**DATA IN THIS EXERCISE:**

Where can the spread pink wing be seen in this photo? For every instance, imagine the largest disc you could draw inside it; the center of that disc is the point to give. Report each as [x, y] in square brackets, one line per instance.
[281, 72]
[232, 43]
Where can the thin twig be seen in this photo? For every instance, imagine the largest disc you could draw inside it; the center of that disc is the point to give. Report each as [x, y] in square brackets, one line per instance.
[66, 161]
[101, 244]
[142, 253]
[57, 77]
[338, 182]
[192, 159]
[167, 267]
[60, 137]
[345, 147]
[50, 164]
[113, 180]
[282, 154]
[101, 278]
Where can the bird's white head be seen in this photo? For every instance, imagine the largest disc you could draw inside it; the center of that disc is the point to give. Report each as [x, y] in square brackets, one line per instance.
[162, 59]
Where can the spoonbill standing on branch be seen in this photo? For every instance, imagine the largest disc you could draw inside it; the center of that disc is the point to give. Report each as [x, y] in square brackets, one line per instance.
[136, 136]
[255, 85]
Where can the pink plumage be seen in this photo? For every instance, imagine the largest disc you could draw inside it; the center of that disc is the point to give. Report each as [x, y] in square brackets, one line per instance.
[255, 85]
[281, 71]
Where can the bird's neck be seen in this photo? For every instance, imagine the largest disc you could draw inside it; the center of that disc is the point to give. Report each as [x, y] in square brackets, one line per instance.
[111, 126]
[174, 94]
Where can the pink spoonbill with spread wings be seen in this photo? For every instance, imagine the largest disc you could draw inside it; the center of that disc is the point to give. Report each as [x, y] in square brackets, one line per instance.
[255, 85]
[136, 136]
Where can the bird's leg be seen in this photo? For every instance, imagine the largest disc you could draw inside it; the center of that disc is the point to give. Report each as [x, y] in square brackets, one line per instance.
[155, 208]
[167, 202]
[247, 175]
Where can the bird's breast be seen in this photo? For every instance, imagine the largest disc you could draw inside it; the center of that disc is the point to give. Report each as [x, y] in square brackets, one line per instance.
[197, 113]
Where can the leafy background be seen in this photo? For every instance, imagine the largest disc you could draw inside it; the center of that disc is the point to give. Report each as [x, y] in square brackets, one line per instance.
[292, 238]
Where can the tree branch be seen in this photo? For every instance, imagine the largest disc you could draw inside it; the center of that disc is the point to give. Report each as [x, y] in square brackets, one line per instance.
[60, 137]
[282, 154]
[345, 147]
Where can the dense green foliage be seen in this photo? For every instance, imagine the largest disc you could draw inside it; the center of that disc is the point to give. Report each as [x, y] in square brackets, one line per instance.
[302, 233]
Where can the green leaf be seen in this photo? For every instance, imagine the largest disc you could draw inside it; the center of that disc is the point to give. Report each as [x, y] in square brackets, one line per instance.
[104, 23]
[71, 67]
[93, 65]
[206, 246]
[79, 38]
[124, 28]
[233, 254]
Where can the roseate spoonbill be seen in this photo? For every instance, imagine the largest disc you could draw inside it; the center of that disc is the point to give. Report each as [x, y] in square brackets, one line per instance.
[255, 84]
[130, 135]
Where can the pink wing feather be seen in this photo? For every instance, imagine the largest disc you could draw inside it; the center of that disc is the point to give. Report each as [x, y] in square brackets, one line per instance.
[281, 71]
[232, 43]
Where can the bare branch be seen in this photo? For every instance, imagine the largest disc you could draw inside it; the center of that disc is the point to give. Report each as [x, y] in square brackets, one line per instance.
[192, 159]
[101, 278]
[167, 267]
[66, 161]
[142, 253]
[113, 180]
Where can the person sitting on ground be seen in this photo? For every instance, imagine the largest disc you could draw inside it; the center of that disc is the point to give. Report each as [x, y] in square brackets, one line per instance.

**EXERCISE DIRECTIONS:** Copy out every entry again, exactly as it was given.

**FINISHED EXERCISE:**
Where can the spread pink wing be seen in this photo? For every instance, imagine the largest disc you could draw inside it; the center of that disc is the point to give. Report each as [x, y] in square brackets, one line per instance.
[281, 72]
[232, 43]
Where can the thin twig be seen in this photo? For every instance, imagine the largest disc you could draw inside it; the center of that disc is the point to give. Report each as [x, y] in square brackets, one line per instance.
[66, 161]
[101, 244]
[142, 253]
[57, 77]
[338, 182]
[192, 159]
[167, 267]
[60, 137]
[345, 147]
[50, 164]
[113, 180]
[282, 154]
[101, 278]
Where can the bird's white head be seen in this photo? For every instance, imagine the largest disc you could draw inside it; the center of that disc is the point to give. Report each as [x, y] in square brackets, one line per instance.
[162, 59]
Where can the spoonbill standing on branch be seen in this photo? For every instance, imagine the largest disc you could draw inside it; the center of that disc is the point to give. Report each as [x, y] in square brackets, one line per instance.
[136, 136]
[255, 85]
Where can the pink plumage be seen in this photo? For every instance, imagine the largest disc you could draw inside it; the center of that disc is the point to give. Report each as [x, y] in square brackets, one line per instance.
[255, 85]
[281, 71]
Where can the bird's neck be seen in this photo? For every instance, imagine the largest disc you could draw inside it; the center of that disc is the point to give. Report each as [x, y] in square brackets, one line per instance.
[111, 126]
[174, 94]
Where can the pink spoonbill with spread wings be seen in this photo? For every instance, imagine the largest disc you could draw inside it; the center of that disc is the point to give. Report each as [x, y] in square brackets, one line per instance.
[255, 85]
[136, 136]
Where can the bird's leg be seen in this photo? For every instance, imagine the largest disc you could draw inside it; the center of that disc is the point to give. Report each as [x, y] in square brackets, one line per instance.
[155, 208]
[167, 202]
[247, 175]
Where can the bird's breast be seen in this photo? For every instance, imagine the largest disc you could draw inside it; the center of that disc is the point to give. Report each as [x, y] in square brackets, one line per instance.
[197, 113]
Where can the leafy background be seen in this photo? For every instance, imagine the largest disc you could draw inside it; the center of that disc is the point to give. Report each as [x, y] in square brackets, one line per instance.
[292, 238]
Where can the tree branch be seen in this photo? For every instance, imagine the largest disc you could draw inside it; the center of that disc is the point to give. Report each as [x, y] in square brackets, one line per instance.
[60, 137]
[282, 154]
[345, 147]
Where can the dense green foliage be seen in this photo? For every instance, imagine the largest disc you could draw inside it; the center of that disc is the point to give. Report each as [x, y] in square brackets, one line per instance.
[302, 233]
Where can the green leaf be seen in this photo? For every instance, imagine the largest disc you could draw inside it; the center of that disc is the point to give. Report each as [x, y] in square brackets, one line per instance.
[104, 23]
[71, 67]
[93, 65]
[206, 246]
[79, 38]
[124, 28]
[233, 254]
Where can the roseate spoonbill be seen in this photo? For every instance, imagine the largest disc you could draw inside it; the center of that disc is the point to give. Report each as [x, y] in square brackets, one line per instance.
[255, 84]
[130, 135]
Where can the pink wing feather be seen in this photo? For every instance, imagine the largest disc you could draw inside it; the center of that disc is the point to give. Report each as [x, y] in square brackets, one line per instance.
[281, 71]
[232, 43]
Where can the bare branch be seen in this photo? For every instance, imagine the largest disc you could draw inside it; the center of that disc is the point to give. Report each as [x, y] in square brackets, one line per instance.
[192, 159]
[101, 278]
[167, 267]
[66, 161]
[142, 253]
[113, 180]
Where can the person sitting on ground be seen in this photo? For every instance, imagine the largest disc you could draw inside it; the center of that disc is the point to give. Report each as [x, y] in square brackets, one line per instance.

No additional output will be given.